**文書抜粋:**

▬▬▬▬▬▬▬▬▬▬

関西大学では全学的に展開している「AI・データサイエンス教育プログラム」を拡充させ、既存の入門編に加えて、実践編の科目を2022年度から開講する。今後、文部科学省の「数理・データサイエンス・AI教育プログラム」の認定を見据えたカリキュラム展開が推進される。
■AIやデータサイエンスに関する全学的なリテラシー教育を展開
政府が主導するAI戦略を背景に、関西大学はデータサイエンス教育プロジェクトを発足させ、AIやデータサイエンスに関する全学的なリテラシー教育を展開している。2021年度には入門レベルの科目を開設し、2科目合計1,000人超の学生が履修した。
■応用基礎レベルの「実践」編として2科目を新設
2022年度からは応用基礎レベルの「実践」編として「社会のためのデータサイエンス実践基礎」と「AI・データエンジニアリング実践基礎」の2科目を新設。到達目標はデータサイエンスを実践するプロセスならびに、実社会でデータを利用する上で必要となるプライバシー保護や情報セキュリティ、倫理について理解すること。また、AIやデータエンジニアリング技術をもとにデータを加工・分析し、その結果を表現する能力を身に付けること。
■修了要件を満たした学生にはオープン・バッジを発行
「AI・データサイエンス教育プログラム」の修了要件を満たした学生には、修了認定証として関西大学公認のデジタル証明書(オープン・バッジ)を発行する予定。これらの全方位型プログラムに加え、複数の学部・研究科が提供する専門教育科目と連動することで、AI・データサイエンスに関する実践的なスキルや知識を備えた人材を育成する。
<講義スケジュール(予定)>
【社会のためのデータサイエンス実践基礎(春学期 オンデマンド配信型)】
・授業概要
本科目では、データ分析の実践プロセスに沿って、データサイエンス、データエンジニア リング、および人工知能に関する技術について事例を挙げながら講義。また、これらの技術が社会に受け 入れられるために必要となるプライバシー保護や信頼性、倫理に関する知識に関する話題についても取り扱う。

▬▬▬▬▬▬▬▬▬▬

上記の関西大学のAI・データサイエンス教育に関する文章について、「関西大学では全学的に展開して」から「現する能力を身に付けること。」までの部分を、「関西大学」を「本学」に置き換えて記してください。

▬▬▬▬▬▬▬▬▬▬

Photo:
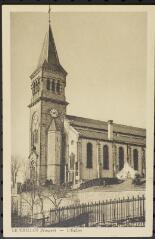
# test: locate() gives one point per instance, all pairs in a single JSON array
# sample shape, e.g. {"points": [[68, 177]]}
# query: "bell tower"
{"points": [[47, 111]]}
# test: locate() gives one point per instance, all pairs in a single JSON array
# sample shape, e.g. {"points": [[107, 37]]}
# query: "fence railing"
{"points": [[125, 212]]}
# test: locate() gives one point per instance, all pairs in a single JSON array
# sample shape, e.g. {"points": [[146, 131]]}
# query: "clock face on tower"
{"points": [[54, 113], [35, 122]]}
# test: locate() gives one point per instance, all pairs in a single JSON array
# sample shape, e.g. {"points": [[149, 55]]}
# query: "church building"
{"points": [[71, 149]]}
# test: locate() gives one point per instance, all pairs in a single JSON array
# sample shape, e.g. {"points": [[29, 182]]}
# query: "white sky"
{"points": [[104, 55]]}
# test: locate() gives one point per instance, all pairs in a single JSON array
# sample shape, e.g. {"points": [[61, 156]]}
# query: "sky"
{"points": [[104, 55]]}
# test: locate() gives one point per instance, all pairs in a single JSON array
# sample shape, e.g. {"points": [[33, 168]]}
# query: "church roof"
{"points": [[55, 125], [96, 129], [49, 56]]}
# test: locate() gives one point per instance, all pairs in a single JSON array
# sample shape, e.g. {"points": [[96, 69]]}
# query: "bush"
{"points": [[138, 180], [48, 182]]}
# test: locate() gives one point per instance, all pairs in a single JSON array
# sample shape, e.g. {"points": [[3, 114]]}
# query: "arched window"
{"points": [[105, 157], [121, 158], [89, 155], [48, 84], [135, 159], [53, 85]]}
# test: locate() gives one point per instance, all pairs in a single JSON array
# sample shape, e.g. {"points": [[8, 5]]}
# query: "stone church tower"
{"points": [[47, 112]]}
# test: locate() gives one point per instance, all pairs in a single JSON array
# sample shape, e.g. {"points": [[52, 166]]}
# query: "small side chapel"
{"points": [[66, 148]]}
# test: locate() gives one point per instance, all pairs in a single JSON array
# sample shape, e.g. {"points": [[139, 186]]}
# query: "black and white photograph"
{"points": [[80, 155]]}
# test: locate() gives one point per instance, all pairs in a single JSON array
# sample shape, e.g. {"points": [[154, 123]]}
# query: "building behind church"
{"points": [[66, 148]]}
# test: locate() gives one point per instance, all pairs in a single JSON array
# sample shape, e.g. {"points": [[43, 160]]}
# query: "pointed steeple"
{"points": [[54, 126], [49, 56], [48, 53]]}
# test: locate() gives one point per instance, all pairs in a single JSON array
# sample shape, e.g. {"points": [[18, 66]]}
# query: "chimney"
{"points": [[110, 129]]}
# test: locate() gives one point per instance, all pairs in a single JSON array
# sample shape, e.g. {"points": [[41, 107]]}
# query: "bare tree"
{"points": [[15, 168]]}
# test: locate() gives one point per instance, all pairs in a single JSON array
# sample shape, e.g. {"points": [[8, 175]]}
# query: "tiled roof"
{"points": [[96, 129], [49, 57]]}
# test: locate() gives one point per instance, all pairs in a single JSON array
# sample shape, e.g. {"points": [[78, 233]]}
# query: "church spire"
{"points": [[49, 57]]}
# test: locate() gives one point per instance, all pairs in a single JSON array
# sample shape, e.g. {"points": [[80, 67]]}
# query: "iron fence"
{"points": [[120, 212], [125, 212]]}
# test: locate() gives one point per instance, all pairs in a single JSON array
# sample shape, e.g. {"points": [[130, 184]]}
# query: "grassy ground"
{"points": [[125, 186]]}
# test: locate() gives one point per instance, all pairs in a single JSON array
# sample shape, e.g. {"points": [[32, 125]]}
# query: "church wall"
{"points": [[106, 172], [35, 108], [45, 123]]}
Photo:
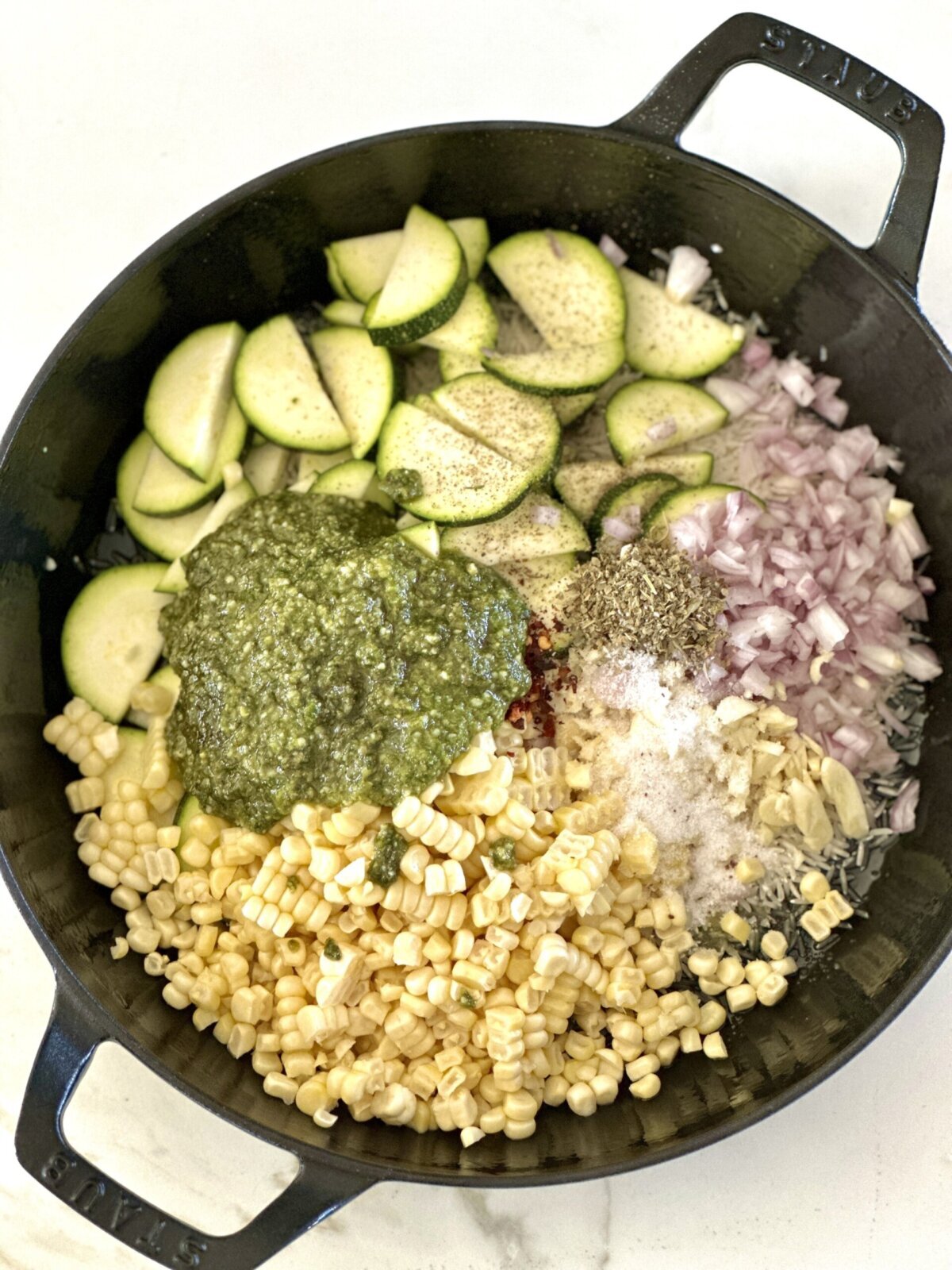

▬▬▬▬▬▬▬▬▬▬

**回答:**
本学では全学的に展開している「AI・データサイエンス教育プログラム」を拡充させ、既存の入門編に加えて、実践編の科目を2022年度から開講する。今後、文部科学省の「数理・データサイエンス・AI教育プログラム」の認定を見据えたカリキュラム展開が推進される。
■AIやデータサイエンスに関する全学的なリテラシー教育を展開
政府が主導するAI戦略を背景に、本学はデータサイエンス教育プロジェクトを発足させ、AIやデータサイエンスに関する全学的なリテラシー教育を展開している。2021年度には入門レベルの科目を開設し、2科目合計1,000人超の学生が履修した。
■応用基礎レベルの「実践」編として2科目を新設
2022年度からは応用基礎レベルの「実践」編として「社会のためのデータサイエンス実践基礎」と「AI・データエンジニアリング実践基礎」の2科目を新設。到達目標はデータサイエンスを実践するプロセスならびに、実社会でデータを利用する上で必要となるプライバシー保護や情報セキュリティ、倫理について理解すること。また、AIやデータエンジニアリング技術をもとにデータを加工・分析し、その結果を表現する能力を身に付けること。